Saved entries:
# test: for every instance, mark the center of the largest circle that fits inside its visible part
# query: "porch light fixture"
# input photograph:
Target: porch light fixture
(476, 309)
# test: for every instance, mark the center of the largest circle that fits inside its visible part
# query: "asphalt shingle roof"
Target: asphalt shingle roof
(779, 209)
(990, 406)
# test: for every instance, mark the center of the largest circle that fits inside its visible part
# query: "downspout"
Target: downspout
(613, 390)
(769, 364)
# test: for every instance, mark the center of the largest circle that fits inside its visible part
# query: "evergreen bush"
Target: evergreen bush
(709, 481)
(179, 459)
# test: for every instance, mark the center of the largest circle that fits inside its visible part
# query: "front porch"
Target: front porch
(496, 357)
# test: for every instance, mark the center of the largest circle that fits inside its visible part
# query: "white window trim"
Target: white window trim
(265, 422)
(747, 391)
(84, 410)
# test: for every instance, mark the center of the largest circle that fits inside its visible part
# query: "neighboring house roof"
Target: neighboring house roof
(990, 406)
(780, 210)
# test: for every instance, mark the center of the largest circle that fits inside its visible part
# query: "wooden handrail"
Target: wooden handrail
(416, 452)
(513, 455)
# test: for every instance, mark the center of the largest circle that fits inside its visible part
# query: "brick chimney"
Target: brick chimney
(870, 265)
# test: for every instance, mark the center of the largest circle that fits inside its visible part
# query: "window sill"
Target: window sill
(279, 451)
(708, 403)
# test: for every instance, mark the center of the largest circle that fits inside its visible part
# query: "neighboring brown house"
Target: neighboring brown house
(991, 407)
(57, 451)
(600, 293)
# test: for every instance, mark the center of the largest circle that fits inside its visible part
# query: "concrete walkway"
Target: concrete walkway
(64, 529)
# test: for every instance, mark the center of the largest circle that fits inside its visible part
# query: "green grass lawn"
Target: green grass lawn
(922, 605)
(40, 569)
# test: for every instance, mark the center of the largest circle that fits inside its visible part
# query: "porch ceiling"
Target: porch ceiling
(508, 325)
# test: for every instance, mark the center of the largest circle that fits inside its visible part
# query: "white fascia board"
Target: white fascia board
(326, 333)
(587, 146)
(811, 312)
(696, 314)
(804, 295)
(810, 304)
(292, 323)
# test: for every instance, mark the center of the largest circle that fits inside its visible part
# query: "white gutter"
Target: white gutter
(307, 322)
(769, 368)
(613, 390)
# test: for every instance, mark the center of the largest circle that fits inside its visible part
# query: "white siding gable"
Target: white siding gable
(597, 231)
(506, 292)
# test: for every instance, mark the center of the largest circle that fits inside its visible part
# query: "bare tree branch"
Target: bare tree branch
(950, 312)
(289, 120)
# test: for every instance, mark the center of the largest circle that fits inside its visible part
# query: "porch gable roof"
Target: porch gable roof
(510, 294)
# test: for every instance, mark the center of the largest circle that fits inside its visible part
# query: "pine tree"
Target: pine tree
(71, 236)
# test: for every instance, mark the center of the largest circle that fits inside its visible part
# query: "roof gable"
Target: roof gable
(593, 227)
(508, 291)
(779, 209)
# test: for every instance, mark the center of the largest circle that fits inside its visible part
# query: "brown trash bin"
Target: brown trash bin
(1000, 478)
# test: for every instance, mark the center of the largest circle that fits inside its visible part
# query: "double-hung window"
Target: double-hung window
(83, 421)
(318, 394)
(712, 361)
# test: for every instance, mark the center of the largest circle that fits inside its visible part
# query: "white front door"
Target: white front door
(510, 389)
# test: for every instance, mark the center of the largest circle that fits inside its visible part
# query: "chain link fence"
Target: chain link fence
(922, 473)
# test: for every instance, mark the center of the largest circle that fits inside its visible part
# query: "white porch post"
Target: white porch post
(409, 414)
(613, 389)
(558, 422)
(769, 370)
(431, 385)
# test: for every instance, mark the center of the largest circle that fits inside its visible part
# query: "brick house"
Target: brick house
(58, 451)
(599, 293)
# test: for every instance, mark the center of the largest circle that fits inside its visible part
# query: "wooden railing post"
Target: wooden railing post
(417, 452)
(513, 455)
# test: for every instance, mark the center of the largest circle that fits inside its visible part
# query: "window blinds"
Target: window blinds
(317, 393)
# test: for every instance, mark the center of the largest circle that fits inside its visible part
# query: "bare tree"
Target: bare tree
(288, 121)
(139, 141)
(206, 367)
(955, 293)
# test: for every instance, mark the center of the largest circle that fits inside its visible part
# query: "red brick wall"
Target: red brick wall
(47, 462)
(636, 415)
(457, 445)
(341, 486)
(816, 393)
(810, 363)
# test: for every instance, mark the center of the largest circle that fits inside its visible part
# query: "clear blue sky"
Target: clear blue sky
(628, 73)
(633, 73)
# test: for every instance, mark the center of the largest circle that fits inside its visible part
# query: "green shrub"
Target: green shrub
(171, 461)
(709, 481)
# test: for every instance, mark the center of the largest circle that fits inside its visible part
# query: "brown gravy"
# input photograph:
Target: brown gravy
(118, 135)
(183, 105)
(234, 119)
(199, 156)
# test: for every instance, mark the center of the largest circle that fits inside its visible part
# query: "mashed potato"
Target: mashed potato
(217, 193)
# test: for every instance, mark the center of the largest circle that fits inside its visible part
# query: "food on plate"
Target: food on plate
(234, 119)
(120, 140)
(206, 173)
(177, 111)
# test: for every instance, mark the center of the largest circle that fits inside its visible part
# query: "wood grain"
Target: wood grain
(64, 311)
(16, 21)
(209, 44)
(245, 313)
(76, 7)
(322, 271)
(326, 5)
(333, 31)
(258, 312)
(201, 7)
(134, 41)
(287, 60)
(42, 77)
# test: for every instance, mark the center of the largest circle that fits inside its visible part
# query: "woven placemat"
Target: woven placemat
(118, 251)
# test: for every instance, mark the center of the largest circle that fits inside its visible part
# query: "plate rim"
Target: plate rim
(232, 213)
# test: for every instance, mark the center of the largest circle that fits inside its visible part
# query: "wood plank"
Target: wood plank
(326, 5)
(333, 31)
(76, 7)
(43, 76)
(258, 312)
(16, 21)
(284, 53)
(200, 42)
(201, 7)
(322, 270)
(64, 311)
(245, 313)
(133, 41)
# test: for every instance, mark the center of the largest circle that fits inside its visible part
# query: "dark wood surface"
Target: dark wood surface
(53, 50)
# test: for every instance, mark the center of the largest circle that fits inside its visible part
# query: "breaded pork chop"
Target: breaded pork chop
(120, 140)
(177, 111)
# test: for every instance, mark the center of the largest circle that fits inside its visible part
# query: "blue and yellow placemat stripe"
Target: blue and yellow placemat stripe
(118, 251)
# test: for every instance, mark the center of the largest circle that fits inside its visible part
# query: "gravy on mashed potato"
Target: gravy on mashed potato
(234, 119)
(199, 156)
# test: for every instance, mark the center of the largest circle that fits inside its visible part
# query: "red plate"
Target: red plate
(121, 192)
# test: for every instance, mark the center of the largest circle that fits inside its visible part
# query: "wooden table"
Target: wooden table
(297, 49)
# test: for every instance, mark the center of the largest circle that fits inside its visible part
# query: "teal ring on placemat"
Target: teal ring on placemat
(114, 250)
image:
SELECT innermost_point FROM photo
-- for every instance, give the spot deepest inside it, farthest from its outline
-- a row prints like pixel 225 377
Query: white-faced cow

*Task to carry out:*
When you retype the entries above, keep every line identical to the source.

*Written answer:*
# test: for every instance, mark the center of the largest circle that fits inside its visible part
# query: "porch light fixture"
# input photograph:
Target: porch light fixture
(476, 309)
# test: for every instance, mark the center of the largest circle that fits inside its visible part
# query: "asphalt shingle roof"
Target: asphalt shingle roof
(779, 209)
(990, 406)
# test: for every instance, mark the center of the largest circle that fits inside its visible part
# query: "downspout"
Target: downspout
(613, 390)
(769, 364)
# test: for every instance, mark the center of the largest circle that fits inside its visible part
# query: "evergreen bush"
Target: evergreen bush
(709, 481)
(179, 459)
# test: for every instance, mark the center of the largest circle that fits inside its visible part
# query: "front porch"
Target: front porch
(496, 357)
# test: for every instance, mark the center of the largest circle that fits inside its visible part
# query: "white window trim"
Target: white window trim
(265, 422)
(747, 391)
(84, 410)
# test: for every instance, mark the center of the largest circle that fits inside its visible part
# query: "neighboring house roof"
Target: neighboring house roof
(990, 406)
(780, 210)
# test: for every instance, mark the center of the largest circle that fits inside its visible part
# query: "wooden handrail"
Target: wooden handrail
(416, 452)
(513, 455)
# test: for every instance, mark the center of the largest circle that fits inside its visible part
# query: "brick chimney"
Target: brick chimney
(870, 265)
# test: for every instance, mark the center of the largest circle that fits inside its visible part
# query: "window sill"
Target: window sill
(279, 451)
(708, 403)
# test: for every instance, mark the center of the largest circle that fits inside its visible part
# query: "neighboring brown house"
Target: neighboring brown house
(991, 407)
(57, 451)
(600, 293)
# test: for every instance, mark the center of the largest circle that fits inside its visible part
# query: "concrete walkway"
Target: concrete walkway
(64, 529)
# test: for every instance, mark the center of the largest circle that fits inside its visible part
# query: "green grass lawn"
Target: green grass lawn
(922, 605)
(40, 569)
# test: for every instance, mark the center of the largest circle that fits inside its visible part
# query: "porch ceiling"
Target: porch ceiling
(508, 325)
# test: for every instance, mark the center of the largest circle that fits inside its visible part
# query: "white fascia board"
Target: white fascia board
(326, 333)
(587, 146)
(811, 312)
(696, 314)
(804, 295)
(810, 304)
(292, 323)
# test: for every instance, mark the center of the largest circle that fits inside its visible part
# query: "white gutter"
Target: white gutter
(307, 322)
(769, 368)
(613, 390)
# test: for every instance, mark the center of the largest circle that fits inside its visible part
# query: "white siding gable"
Target: white siding gable
(597, 231)
(506, 292)
# test: for every instance, mark the center of the largest circle that fits inside its visible part
# query: "bare tree branch"
Target: bare tree branch
(950, 312)
(289, 120)
# test: for every instance, mark the center of the largest circle that fits inside its visible part
# query: "porch gable roof"
Target: porch gable roof
(510, 294)
# test: for every instance, mark the center of the largest circle that fits inside its visible part
# query: "pine tree"
Target: pine tree
(71, 236)
# test: for every instance, mark the center of the largest circle that fits inside its visible part
# query: "roof gable"
Target: roof gable
(593, 227)
(508, 291)
(779, 209)
# test: for every instance, mark the center of the largest circle that fits inside its visible part
# query: "brown trash bin"
Target: brown trash bin
(1000, 478)
# test: for every instance, mark the center of the largest circle that fits inside its visible part
# query: "double-hung window"
Target: double-hung window
(83, 421)
(318, 394)
(712, 361)
# test: for every instance, mark the center of the largest circle that fits inside its visible part
# query: "white front door"
Target: white front door
(510, 389)
# test: for every instance, mark the center of the largest circle that fits inside its visible part
# query: "chain link fence"
Target: chain link fence
(922, 473)
# test: for every instance, mark the center of the largest circle that fits inside its visible part
# query: "white porch post"
Target: white porch post
(409, 414)
(613, 389)
(558, 422)
(769, 370)
(431, 385)
# test: for every instance, mark the center of the largest circle that fits inside its visible part
# query: "brick house"
Target: brick house
(58, 451)
(599, 293)
# test: for every instance, mark the center of the largest circle that fits inside its visible part
# query: "wooden railing post"
Target: wooden railing post
(417, 452)
(513, 455)
# test: for every instance, mark the center of the largest circle that fits inside its visible part
# query: "window blinds"
Target: window blinds
(317, 393)
# test: for every instance, mark the center of the largest circle that fits inside its visible part
# query: "bare tree"
Target: bare tree
(288, 121)
(139, 141)
(206, 367)
(955, 293)
# test: for every instance, mark the center of the largest circle that fits inside its visible part
# query: "red brick wall"
Target: red brick wall
(47, 462)
(636, 415)
(457, 445)
(341, 486)
(816, 393)
(810, 363)
# test: for every instance, mark the center of the largest circle that fits inside its visible part
# query: "clear blue sky"
Target: clear blue sky
(628, 73)
(633, 73)
# test: for every instance, mark the center of the largest circle that fits inside its visible part
# query: "green shrub"
Target: green shrub
(171, 461)
(709, 481)
# test: for every instance, mark the center of the largest circle that fits inside its visible part
# query: "brown gravy"
# input photograph:
Target: brown gravy
(118, 135)
(183, 105)
(234, 119)
(199, 156)
# test: for every instance, mark the center of the largest circle that fits inside its visible part
# query: "mashed potato"
Target: mashed potato
(217, 193)
# test: for every instance, mark the center of the largest circle that fits inside its visible part
# query: "food on plate"
Target: food on plate
(234, 119)
(120, 140)
(206, 173)
(177, 111)
# test: for every instance, mark the center of the largest circle that fits inside its visible part
# query: "wood grain"
Target: wood grain
(64, 311)
(16, 21)
(209, 44)
(245, 313)
(76, 7)
(322, 271)
(326, 5)
(333, 31)
(258, 312)
(201, 7)
(134, 41)
(287, 60)
(42, 77)
# test: for every instance, mark the center of the largest circle that fits inside its visible part
# query: "woven placemat"
Target: woven placemat
(118, 251)
# test: for every instance, mark the center of the largest circle that fits inside its visible part
# query: "plate rim"
Target: plate rim
(232, 213)
# test: for every instance, mark the center of the largest circle that fits inside its visible part
# query: "wood plank"
Target: wood plank
(326, 5)
(333, 31)
(76, 7)
(43, 76)
(258, 312)
(16, 21)
(284, 53)
(200, 42)
(201, 7)
(322, 270)
(64, 311)
(245, 313)
(133, 41)
# test: for every instance, mark the center of the largest circle that fits inside its visible part
# query: "dark wood surface"
Target: dark wood surface
(53, 50)
# test: for every instance, mark the center of the largest circle that fits inside its visible part
# query: "breaded pork chop"
Target: breaded pork chop
(120, 140)
(177, 111)
# test: for every instance, mark the center of the largest circle that fits inside its visible part
# query: "blue and yellow placemat stripe"
Target: blue and yellow placemat stripe
(118, 251)
# test: for every instance, mark the center of the largest circle that fits inside its visible part
# query: "gravy on mashed potato"
Target: gravy on mashed potato
(234, 119)
(199, 156)
# test: for every instance, mark the center of the largest circle that fits inside its visible part
# query: "red plate"
Target: red plate
(121, 192)
# test: for every instance, mark the center of the largest circle that fits inside its visible part
# query: "wooden table"
Target: wooden table
(297, 49)
# test: for every instance, mark the center of the largest circle that fits inside its visible part
# query: "teal ring on placemat"
Target: teal ring on placemat
(114, 250)
image:
SELECT innermost_point FROM photo
-- for every instance, give the spot deepest inside it, farthest from its outline
-- a row prints like pixel 225 377
Query: white-faced cow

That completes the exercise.